• WORK INSTRUCTIONS:
(1) Please output the passage from the book review word for word, beginning at the words "When I finished" and stopping after "I yelled back.)".
(2) Pick up the book review where it stops and continue writing it.

• SOURCE DOCUMENT:
◇ ◇ ◇ ◇ ◇

When I finished the novel, however, I reread the unabashed praise and asked, “Why didn’t I react that way?”
(Case in point: “ ‘Into the Fire’ is in a word magnificent,” gushed Ben Kane, a novelist who specializes in historical fiction. “Page turning. Visceral. Mesmerizing. Evocative — it’s so evocative. It’s filthy-nailed, sweat-stained, blood drenched, gut-wrenching, tear-inducing, passion-wrenching,” he wrote. “Beat that,” Kane screamed at me. “I won’t even try,” I yelled back.)
Critics and their swooning comments aside, I rather liked “Fire” once I settled into the odd, but intriguing, structure and figured out that the two tales would eventually mesh and that the characters would display similarities in their humanity that would span the centuries.
I took my cue from Captain Picaut’s police training as she thought about the death of a mystery man who had swallowed a memory card in a desperate attempt to leave a clue: “Yesterday it rained and today, here, now, the Loire is gorged to fullness. But it was not raining last night when the fire was lit. The arsonists have one eye on the weather forecast, which, if nothing else, is part of a pattern and it is in patterns that answers are found.”

◇ ◇ ◇ ◇ ◇

• RAW DATA:
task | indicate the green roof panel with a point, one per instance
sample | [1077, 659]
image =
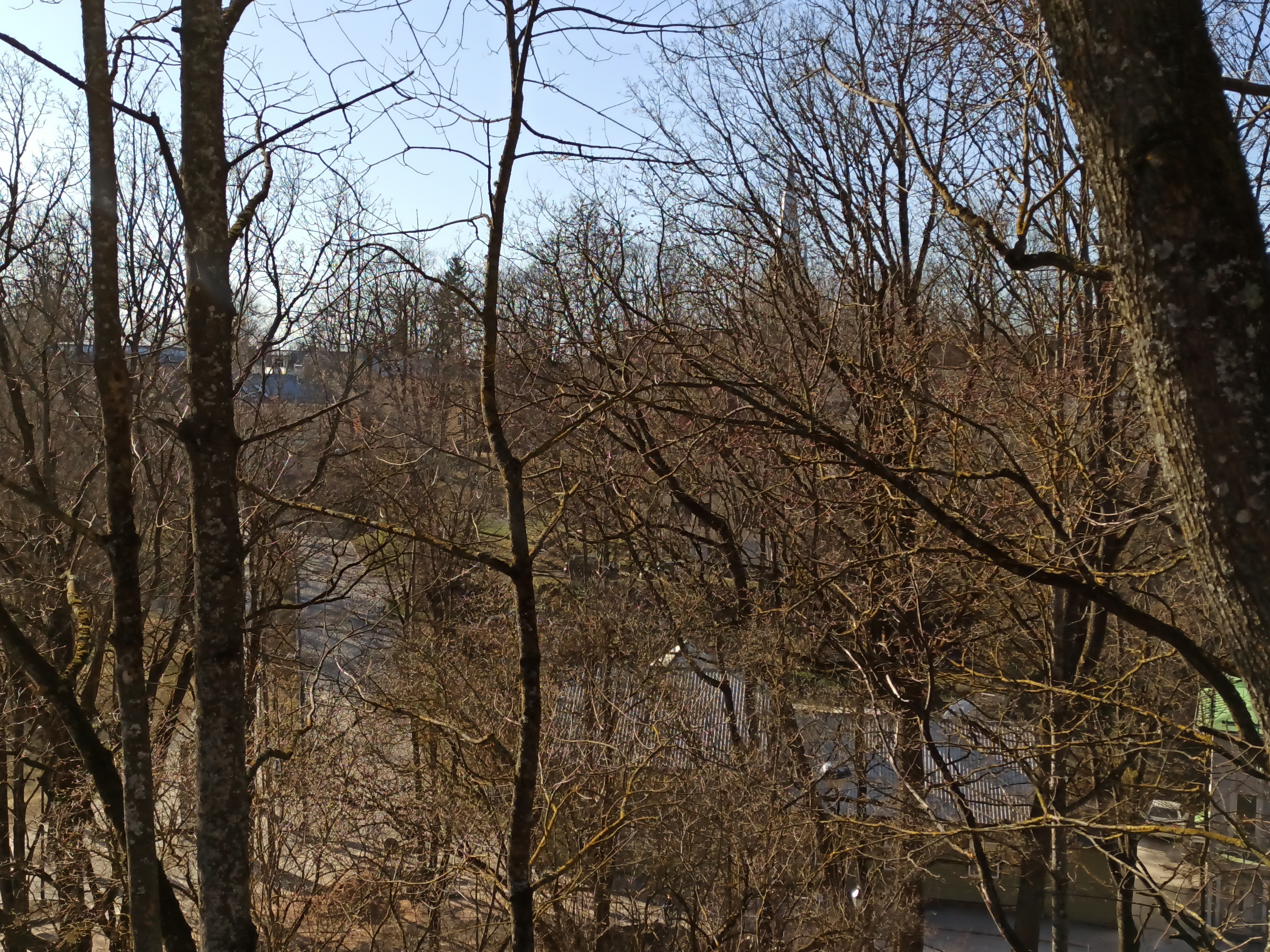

◇ ◇ ◇ ◇ ◇

• IN RESPONSE:
(1)
When I finished the novel, however, I reread the unabashed praise and asked, “Why didn’t I react that way?”
(Case in point: “ ‘Into the Fire’ is in a word magnificent,” gushed Ben Kane, a novelist who specializes in historical fiction. “Page turning. Visceral. Mesmerizing. Evocative — it’s so evocative. It’s filthy-nailed, sweat-stained, blood drenched, gut-wrenching, tear-inducing, passion-wrenching,” he wrote. “Beat that,” Kane screamed at me. “I won’t even try,” I yelled back.)

(2)
At that point, I decided to look for the parallels and patterns to make sense of the novel. (I had 500 pages to go, after all.) “Fire” required mountains of research and thinking about medieval warfare, alliances and spying operations. I admired Scott for that. The book delved into terrorism, immigration, the far right and an election in our day, so I connected with that.
The answers at the end, however, surprised me — both the historic and the modern. I plan to read the next book in Picaut the series, “A Treachery of Spies,” about the Resistance and the Nazi occupation of France, and the modern-day murder of a woman in Orléans.
The connection? Her death has all the markings of traitors to the Resistance in World War II.
But I’m not going anywhere near the critics’ comments.